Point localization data
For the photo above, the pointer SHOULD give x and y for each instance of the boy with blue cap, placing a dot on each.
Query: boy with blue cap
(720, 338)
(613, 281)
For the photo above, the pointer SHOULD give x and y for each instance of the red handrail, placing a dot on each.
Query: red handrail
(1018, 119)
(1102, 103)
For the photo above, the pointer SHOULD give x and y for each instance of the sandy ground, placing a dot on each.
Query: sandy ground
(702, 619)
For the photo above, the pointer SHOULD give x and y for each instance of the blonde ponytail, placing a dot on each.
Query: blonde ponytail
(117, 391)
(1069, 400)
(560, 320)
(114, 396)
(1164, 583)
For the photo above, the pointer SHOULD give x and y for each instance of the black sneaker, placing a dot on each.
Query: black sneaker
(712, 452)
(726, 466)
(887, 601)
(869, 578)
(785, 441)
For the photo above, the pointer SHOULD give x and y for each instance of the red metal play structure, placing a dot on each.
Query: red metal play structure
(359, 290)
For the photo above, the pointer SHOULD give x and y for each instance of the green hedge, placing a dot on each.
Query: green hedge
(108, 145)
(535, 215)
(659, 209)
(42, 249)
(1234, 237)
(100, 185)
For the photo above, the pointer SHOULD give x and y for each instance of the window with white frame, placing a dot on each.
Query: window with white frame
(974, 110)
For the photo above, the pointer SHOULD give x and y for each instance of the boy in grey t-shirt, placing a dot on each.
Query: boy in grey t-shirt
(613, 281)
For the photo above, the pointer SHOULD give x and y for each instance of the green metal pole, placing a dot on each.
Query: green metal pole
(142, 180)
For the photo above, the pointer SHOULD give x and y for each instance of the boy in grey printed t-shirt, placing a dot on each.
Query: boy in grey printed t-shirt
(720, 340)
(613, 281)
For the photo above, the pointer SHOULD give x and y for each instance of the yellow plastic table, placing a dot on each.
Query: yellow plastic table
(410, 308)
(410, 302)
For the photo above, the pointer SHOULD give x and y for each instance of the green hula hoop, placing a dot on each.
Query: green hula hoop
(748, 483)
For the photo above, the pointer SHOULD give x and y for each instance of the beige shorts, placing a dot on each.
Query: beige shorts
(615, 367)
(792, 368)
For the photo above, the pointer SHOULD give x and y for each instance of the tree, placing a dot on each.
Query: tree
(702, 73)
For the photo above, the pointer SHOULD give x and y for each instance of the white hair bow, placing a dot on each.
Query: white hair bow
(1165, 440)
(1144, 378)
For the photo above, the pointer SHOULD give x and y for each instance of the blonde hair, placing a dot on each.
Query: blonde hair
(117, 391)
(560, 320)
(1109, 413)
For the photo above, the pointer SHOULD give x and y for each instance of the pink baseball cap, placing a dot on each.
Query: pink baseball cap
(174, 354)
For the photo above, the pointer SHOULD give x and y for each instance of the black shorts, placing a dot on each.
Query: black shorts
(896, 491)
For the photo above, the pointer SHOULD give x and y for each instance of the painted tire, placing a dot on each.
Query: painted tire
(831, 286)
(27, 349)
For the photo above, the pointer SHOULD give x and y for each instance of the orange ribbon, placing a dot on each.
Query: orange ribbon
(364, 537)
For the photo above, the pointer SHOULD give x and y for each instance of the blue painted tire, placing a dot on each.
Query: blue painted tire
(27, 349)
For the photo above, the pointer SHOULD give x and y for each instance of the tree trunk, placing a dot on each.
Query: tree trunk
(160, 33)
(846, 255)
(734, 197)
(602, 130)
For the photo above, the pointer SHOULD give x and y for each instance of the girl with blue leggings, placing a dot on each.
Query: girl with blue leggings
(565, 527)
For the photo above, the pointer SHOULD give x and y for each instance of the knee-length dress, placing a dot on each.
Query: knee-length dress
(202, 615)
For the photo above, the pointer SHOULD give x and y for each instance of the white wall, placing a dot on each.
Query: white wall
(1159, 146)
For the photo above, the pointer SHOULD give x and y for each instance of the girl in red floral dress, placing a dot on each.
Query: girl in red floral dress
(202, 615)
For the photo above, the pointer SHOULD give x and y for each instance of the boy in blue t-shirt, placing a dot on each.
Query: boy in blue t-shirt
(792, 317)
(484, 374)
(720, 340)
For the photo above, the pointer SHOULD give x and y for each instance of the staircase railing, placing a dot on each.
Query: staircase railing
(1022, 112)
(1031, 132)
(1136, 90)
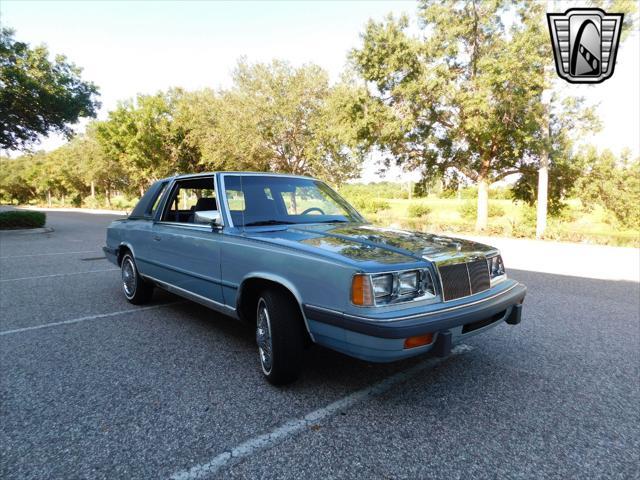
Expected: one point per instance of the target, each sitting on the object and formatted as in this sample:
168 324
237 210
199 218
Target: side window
156 203
190 196
235 198
308 197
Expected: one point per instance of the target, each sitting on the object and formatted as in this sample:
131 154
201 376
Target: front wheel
280 337
135 289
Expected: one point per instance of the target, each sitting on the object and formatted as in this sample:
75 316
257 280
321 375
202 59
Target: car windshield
256 200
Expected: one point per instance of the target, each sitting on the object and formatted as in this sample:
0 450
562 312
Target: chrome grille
479 275
463 279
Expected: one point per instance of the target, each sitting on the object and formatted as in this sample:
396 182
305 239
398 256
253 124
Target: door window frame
169 193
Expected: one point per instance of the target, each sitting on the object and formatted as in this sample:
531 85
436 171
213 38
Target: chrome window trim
170 190
222 175
225 201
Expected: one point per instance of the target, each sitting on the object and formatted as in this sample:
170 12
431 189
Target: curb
27 231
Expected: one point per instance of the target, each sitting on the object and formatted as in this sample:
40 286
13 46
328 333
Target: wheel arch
253 283
122 249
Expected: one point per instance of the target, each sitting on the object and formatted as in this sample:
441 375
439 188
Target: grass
15 219
506 218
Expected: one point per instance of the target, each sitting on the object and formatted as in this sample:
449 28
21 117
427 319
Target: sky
135 47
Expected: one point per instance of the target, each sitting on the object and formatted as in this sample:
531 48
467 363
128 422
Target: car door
186 255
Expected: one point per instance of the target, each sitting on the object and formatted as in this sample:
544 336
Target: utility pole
543 180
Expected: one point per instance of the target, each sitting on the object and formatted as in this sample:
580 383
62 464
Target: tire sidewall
128 258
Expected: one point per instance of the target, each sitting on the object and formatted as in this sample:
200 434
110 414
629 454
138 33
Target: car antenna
243 201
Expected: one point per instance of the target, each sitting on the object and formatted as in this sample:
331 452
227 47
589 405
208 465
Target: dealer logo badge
585 43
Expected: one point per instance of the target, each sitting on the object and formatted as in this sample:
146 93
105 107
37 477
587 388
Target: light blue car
290 256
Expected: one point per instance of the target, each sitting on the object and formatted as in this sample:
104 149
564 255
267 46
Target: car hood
366 244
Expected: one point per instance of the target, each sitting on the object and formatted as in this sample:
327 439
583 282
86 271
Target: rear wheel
280 337
135 289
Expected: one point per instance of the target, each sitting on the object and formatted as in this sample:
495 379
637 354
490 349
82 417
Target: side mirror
208 217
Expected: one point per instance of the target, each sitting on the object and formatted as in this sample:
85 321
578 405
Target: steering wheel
309 210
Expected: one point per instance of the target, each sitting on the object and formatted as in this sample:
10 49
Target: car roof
208 174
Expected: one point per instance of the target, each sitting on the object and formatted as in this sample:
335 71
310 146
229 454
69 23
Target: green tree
284 119
143 139
569 120
37 95
611 182
453 100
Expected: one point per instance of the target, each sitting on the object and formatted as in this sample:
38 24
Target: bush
418 210
21 219
368 204
469 210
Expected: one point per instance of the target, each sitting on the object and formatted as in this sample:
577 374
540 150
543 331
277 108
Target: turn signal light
418 341
361 291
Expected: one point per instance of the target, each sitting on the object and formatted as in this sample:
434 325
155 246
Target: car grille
464 279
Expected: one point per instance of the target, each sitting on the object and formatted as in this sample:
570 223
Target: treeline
462 98
274 118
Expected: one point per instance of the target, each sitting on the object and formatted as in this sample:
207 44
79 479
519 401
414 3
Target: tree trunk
543 185
483 204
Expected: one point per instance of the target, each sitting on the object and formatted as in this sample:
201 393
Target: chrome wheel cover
263 337
128 277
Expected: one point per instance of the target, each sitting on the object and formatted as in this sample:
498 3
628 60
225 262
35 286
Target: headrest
205 203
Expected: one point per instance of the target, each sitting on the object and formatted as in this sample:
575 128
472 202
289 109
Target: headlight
409 282
382 285
496 266
386 288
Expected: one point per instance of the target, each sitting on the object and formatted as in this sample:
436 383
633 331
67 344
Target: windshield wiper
267 222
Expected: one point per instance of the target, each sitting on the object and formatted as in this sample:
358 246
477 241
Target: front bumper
111 254
382 339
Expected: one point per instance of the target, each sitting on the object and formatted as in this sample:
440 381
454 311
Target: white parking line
292 427
46 254
59 275
84 319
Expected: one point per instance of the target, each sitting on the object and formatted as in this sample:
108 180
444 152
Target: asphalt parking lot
93 387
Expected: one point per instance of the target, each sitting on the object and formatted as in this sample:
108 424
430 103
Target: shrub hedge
14 219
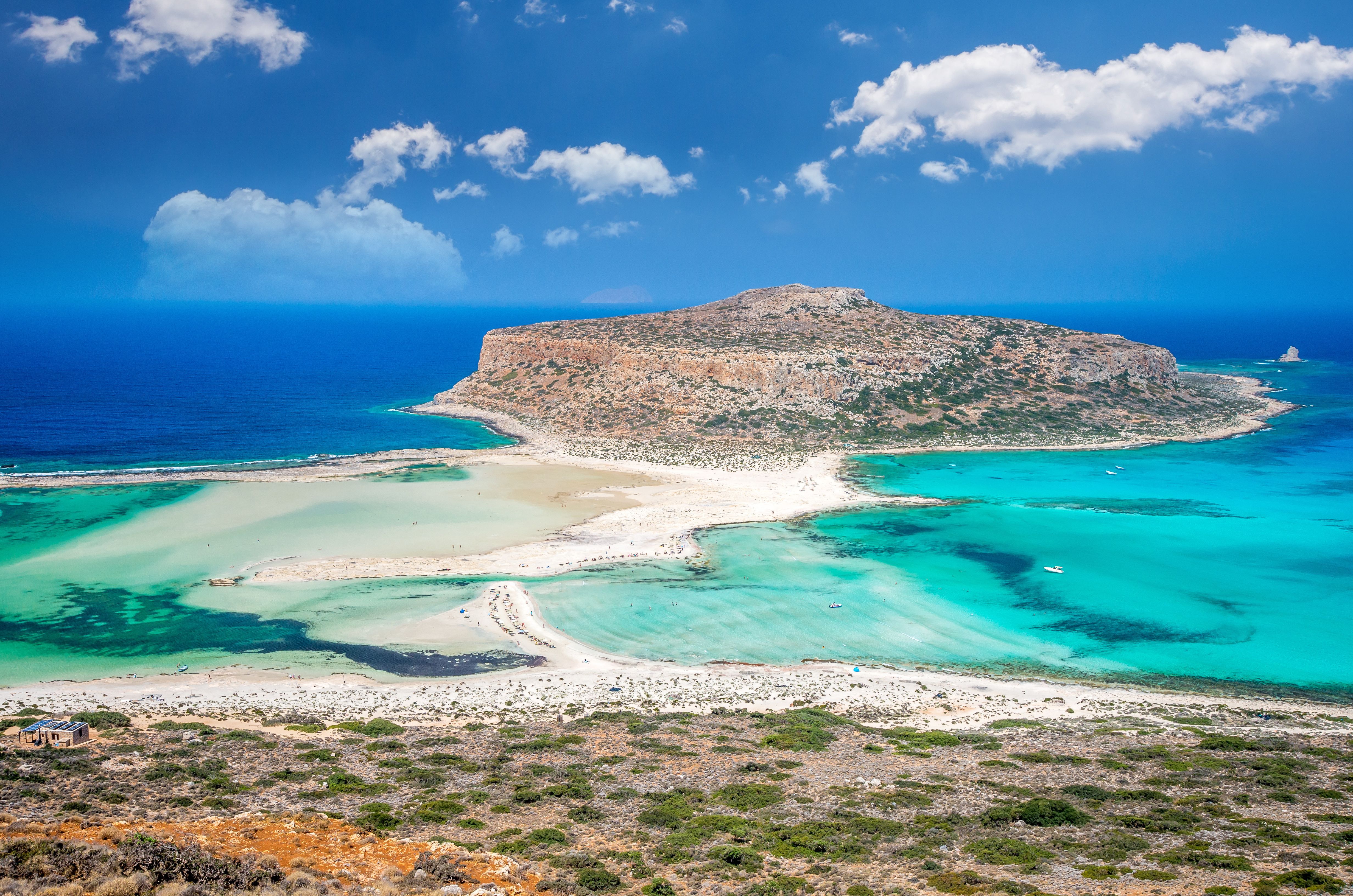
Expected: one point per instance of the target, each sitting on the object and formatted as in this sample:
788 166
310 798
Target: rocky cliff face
822 366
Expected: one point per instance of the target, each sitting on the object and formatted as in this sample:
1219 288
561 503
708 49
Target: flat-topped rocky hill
814 367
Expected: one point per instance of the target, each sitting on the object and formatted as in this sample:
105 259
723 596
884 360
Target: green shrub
377 817
599 880
439 811
1040 813
1228 742
739 857
1306 879
670 814
585 814
734 825
1202 859
961 883
1006 850
570 791
1099 872
1164 821
800 730
343 782
374 729
1087 792
750 796
103 719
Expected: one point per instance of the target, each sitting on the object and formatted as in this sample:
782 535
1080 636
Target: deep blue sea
1220 565
177 383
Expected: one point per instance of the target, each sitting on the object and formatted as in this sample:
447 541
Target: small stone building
56 733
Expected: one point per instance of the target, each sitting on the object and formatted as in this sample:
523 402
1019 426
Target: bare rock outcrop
820 366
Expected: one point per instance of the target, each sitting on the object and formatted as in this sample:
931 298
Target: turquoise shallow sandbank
1207 565
111 580
1184 565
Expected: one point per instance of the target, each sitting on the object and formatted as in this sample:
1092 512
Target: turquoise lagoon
1195 565
1222 565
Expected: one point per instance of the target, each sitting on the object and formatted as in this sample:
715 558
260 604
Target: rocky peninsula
804 370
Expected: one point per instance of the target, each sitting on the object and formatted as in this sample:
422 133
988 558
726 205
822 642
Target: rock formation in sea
829 366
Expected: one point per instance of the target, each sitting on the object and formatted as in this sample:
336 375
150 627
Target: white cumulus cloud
610 168
1021 107
852 38
195 29
381 153
505 243
561 237
628 7
539 13
948 172
463 189
502 149
60 40
250 247
812 178
612 229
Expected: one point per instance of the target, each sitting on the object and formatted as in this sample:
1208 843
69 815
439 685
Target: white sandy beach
657 519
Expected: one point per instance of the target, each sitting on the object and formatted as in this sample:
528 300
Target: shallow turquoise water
1222 561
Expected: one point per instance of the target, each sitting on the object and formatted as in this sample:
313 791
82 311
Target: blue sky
1193 179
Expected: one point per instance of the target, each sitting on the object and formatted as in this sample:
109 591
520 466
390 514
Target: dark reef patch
114 622
1140 507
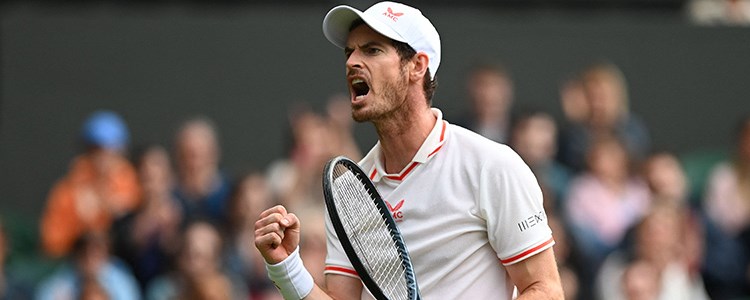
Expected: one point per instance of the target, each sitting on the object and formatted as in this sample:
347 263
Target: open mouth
360 88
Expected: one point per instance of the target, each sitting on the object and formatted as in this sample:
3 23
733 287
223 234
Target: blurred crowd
629 221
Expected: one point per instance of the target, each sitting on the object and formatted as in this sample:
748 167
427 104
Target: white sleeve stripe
341 271
528 253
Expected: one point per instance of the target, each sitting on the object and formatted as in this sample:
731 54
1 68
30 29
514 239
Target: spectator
657 254
490 97
668 185
100 186
315 139
198 272
148 237
202 189
604 201
573 101
608 115
91 269
534 138
251 196
666 179
727 206
11 288
640 281
567 258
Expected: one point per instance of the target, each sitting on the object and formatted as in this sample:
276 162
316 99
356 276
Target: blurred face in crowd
201 250
253 196
491 93
377 79
640 281
155 172
658 235
94 253
605 95
573 101
608 159
665 177
535 139
197 148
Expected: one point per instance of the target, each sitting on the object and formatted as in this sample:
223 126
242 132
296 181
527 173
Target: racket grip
290 277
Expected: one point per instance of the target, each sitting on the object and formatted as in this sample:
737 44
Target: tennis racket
367 232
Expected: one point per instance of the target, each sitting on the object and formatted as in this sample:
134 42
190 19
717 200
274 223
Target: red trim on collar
406 172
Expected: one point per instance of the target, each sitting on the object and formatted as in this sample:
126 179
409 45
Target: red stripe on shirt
342 270
525 253
442 134
402 176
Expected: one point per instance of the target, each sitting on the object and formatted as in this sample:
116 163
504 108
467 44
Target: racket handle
290 277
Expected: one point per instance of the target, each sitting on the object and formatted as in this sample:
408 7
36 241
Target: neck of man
403 134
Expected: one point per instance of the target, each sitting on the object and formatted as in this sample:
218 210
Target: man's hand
277 234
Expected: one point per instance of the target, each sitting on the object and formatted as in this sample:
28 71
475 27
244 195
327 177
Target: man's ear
421 62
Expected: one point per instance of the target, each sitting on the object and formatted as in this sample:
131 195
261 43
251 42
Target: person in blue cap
100 185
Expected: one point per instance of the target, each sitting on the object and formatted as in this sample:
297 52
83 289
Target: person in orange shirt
100 186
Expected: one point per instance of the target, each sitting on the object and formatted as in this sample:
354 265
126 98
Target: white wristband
291 277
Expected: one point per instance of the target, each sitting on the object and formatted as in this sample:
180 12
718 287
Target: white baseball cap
396 21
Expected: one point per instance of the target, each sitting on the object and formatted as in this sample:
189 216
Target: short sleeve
510 200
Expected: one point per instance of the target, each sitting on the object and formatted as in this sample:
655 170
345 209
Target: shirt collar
431 145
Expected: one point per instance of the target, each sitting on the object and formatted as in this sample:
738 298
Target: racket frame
385 214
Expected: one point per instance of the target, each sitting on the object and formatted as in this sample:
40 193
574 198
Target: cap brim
338 22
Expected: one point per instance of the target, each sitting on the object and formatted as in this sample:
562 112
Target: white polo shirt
466 206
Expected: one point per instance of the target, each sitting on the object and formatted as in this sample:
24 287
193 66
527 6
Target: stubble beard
391 96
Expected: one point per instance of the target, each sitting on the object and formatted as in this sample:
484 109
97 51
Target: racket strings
369 234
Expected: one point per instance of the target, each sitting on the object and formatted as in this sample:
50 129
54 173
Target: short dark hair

What the task asks
The response must consist solely of the lines from the top of the records through the line holding "sneaker, placing a dot on each.", copied word for word.

Worked solution
For the photo above, the pointer SHOULD give x and y for each instance of the boy with blue cap, placing a dot on each.
Query: boy with blue cap
(720, 338)
(613, 281)
For the photo above, the pointer SHOULD give x and y for each instance of the red handrail, placing a dot on each.
Query: red handrail
(1018, 119)
(1102, 103)
For the photo above, the pointer SHOULD give x and y for each instance of the sandy ground, placing a dot on each.
Query: sandy ground
(702, 619)
For the photo above, the pointer SHOULD give x and y for each instance of the blonde ponytail, placing a dot on each.
Query: blonde ponytail
(117, 391)
(1069, 400)
(560, 320)
(114, 396)
(1164, 583)
For the photo above, the pointer SHOULD give x and y for each instance of the black sneaker, placing a dot on each.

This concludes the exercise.